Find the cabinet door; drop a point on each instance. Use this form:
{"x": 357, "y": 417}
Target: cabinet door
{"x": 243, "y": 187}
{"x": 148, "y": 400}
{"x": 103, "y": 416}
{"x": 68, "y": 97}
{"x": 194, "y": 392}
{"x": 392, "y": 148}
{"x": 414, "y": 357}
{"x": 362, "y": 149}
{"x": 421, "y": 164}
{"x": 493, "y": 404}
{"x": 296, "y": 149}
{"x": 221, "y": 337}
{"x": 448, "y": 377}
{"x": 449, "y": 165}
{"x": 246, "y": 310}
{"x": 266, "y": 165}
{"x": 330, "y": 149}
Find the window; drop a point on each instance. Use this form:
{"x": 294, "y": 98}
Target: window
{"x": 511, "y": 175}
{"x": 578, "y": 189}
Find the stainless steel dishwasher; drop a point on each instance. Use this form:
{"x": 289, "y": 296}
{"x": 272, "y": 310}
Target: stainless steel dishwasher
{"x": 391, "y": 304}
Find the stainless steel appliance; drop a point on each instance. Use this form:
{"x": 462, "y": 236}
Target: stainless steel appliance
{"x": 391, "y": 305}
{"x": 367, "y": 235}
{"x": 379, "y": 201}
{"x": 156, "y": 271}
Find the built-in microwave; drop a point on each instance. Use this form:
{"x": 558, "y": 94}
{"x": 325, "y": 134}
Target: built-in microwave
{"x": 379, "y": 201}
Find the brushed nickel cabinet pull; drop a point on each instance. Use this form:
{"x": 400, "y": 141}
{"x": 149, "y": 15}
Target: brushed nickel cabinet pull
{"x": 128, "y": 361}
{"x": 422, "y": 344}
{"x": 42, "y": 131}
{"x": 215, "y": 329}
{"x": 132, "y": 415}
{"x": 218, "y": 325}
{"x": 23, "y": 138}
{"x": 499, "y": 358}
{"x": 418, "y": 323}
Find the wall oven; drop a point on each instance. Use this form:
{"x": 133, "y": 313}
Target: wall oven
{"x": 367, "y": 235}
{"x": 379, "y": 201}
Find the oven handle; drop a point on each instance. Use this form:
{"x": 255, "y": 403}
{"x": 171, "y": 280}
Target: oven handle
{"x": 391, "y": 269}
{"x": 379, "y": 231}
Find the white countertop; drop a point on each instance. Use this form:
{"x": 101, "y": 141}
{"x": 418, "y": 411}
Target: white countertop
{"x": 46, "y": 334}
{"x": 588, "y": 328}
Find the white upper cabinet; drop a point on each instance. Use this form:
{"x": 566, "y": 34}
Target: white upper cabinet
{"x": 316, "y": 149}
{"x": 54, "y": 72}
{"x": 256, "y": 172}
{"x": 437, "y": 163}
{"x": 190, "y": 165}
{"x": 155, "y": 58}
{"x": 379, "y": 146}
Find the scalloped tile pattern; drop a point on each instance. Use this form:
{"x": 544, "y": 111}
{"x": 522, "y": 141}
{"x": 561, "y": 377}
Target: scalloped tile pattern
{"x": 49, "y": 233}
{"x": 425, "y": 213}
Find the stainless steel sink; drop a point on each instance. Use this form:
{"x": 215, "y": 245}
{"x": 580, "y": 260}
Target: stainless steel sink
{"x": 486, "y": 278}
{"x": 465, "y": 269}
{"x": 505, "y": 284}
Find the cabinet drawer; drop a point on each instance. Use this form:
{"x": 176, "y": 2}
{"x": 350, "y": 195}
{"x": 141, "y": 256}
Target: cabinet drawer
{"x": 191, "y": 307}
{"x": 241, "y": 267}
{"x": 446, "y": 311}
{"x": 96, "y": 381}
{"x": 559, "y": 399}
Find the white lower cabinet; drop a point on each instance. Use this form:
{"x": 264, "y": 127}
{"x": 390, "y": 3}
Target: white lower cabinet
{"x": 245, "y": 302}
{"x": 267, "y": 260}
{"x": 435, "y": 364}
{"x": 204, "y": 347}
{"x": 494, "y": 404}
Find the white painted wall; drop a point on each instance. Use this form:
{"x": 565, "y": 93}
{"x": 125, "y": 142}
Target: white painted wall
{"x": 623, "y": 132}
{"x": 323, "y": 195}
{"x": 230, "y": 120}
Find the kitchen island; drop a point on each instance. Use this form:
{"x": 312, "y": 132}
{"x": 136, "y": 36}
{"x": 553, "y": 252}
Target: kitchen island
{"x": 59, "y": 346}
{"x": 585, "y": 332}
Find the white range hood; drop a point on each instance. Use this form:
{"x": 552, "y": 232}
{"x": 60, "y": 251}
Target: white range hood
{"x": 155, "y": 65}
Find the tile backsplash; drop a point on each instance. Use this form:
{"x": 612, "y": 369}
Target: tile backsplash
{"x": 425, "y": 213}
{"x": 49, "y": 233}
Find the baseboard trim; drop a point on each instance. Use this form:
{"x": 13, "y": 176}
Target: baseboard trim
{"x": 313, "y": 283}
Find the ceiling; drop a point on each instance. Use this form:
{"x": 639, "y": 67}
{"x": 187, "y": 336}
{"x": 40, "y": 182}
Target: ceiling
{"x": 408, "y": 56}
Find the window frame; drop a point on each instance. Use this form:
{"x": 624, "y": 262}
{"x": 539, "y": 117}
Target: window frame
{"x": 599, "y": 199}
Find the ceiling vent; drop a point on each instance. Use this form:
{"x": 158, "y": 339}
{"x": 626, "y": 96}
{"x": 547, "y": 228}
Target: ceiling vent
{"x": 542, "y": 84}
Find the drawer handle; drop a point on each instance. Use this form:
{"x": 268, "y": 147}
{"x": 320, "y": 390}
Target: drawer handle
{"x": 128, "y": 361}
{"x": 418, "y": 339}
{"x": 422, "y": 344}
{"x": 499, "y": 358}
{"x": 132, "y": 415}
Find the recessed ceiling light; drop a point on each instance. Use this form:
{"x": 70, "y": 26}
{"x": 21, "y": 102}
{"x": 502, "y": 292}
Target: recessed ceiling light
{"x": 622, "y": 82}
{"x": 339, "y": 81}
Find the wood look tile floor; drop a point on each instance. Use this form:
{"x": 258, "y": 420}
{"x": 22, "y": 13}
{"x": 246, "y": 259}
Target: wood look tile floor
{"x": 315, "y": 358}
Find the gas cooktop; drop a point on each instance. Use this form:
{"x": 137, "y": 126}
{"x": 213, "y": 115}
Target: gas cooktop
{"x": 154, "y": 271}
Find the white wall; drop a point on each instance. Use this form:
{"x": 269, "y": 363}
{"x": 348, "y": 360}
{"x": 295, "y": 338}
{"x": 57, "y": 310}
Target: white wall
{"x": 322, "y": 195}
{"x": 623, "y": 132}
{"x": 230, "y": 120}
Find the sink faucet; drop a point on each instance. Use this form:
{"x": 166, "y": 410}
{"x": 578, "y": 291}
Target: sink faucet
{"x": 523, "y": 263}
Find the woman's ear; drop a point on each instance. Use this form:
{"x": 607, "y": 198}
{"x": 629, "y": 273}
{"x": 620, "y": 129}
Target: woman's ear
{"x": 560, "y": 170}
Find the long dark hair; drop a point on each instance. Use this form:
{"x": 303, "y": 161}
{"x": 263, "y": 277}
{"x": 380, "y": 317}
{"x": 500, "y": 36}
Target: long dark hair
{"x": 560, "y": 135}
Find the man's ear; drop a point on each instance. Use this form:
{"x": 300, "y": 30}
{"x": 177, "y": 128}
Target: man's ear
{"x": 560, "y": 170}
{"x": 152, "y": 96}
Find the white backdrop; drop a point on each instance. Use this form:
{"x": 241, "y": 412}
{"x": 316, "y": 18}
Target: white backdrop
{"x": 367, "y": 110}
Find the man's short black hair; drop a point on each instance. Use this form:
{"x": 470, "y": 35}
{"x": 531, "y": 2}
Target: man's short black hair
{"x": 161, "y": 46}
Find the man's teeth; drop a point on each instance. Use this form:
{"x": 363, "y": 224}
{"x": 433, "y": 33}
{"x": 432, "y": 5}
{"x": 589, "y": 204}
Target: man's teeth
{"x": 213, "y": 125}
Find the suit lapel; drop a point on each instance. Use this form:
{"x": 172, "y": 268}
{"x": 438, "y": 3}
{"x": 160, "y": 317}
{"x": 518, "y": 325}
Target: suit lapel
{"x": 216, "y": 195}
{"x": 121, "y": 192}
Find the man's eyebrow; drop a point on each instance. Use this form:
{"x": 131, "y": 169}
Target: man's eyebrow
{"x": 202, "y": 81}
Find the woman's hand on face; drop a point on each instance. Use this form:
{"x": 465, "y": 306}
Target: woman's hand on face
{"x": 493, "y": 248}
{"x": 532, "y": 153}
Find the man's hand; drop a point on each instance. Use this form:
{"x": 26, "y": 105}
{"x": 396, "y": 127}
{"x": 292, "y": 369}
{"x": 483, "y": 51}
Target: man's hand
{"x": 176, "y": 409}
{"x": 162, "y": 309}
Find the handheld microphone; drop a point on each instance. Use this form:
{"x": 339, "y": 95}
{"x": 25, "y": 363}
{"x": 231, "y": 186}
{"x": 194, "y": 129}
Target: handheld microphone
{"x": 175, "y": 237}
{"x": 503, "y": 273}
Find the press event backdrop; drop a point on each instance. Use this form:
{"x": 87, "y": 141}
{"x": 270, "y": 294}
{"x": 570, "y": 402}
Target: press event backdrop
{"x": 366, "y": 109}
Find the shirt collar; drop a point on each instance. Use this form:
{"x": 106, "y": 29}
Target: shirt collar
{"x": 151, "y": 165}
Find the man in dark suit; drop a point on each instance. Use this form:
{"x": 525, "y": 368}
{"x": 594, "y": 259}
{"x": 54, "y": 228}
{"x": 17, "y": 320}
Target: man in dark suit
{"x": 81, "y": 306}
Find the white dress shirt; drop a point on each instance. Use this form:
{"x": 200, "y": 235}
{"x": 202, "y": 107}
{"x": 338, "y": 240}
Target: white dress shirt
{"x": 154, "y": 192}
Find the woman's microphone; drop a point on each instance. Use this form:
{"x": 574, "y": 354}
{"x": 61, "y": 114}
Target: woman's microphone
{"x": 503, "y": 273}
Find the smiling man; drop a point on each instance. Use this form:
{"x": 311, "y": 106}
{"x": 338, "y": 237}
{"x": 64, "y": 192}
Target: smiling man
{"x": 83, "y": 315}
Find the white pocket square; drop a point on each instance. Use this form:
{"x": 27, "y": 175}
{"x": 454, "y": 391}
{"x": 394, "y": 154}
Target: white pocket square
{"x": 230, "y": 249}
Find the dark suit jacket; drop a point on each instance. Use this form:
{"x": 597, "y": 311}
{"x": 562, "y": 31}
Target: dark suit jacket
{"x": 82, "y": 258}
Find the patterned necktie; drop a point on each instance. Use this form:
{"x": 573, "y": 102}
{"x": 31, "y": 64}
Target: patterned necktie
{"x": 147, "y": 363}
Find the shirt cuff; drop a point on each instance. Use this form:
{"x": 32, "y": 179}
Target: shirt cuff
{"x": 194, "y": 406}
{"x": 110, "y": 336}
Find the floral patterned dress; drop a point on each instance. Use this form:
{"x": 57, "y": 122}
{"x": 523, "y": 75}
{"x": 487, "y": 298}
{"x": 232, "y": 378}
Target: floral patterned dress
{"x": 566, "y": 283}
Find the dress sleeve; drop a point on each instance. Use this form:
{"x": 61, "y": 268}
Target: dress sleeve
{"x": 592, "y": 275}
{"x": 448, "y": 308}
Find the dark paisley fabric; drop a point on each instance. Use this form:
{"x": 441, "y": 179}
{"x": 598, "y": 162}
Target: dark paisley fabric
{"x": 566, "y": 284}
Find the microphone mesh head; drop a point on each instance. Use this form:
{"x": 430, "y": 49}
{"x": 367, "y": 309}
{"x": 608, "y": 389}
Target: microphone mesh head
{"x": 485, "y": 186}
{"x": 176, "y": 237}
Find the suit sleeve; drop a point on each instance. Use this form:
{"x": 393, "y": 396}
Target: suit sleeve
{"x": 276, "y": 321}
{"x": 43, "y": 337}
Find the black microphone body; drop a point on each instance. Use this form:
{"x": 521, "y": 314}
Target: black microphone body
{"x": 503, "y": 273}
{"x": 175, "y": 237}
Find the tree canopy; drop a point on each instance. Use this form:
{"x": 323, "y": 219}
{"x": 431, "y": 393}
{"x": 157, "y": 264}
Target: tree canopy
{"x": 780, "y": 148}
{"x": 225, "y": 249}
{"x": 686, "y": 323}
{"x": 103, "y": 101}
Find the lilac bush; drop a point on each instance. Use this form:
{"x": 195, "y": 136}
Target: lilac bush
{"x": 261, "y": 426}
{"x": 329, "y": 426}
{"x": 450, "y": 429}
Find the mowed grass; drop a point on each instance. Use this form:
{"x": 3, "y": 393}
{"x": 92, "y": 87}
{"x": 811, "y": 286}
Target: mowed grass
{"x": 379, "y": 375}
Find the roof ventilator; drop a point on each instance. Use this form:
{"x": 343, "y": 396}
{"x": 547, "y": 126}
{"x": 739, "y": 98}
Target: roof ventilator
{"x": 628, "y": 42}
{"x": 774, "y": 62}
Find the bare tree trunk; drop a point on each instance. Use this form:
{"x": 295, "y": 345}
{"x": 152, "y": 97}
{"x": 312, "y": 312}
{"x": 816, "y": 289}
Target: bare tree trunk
........
* GOAL: From the line containing "Find the mowed" through the final line of the listing above, retype every line exactly; leave out everything else.

* PROBLEM SOLUTION:
Find the mowed grass; drop a point on each instance. Use this form:
{"x": 3, "y": 393}
{"x": 92, "y": 87}
{"x": 811, "y": 286}
Target: mowed grass
{"x": 379, "y": 375}
Find the roof ventilator; drop a point on each instance. Use this form:
{"x": 343, "y": 396}
{"x": 547, "y": 126}
{"x": 739, "y": 98}
Target: roof ventilator
{"x": 628, "y": 42}
{"x": 774, "y": 62}
Find the bare tree trunk; drop a point on each instance. Use this form:
{"x": 295, "y": 345}
{"x": 152, "y": 97}
{"x": 312, "y": 312}
{"x": 816, "y": 289}
Target: bare tree trunk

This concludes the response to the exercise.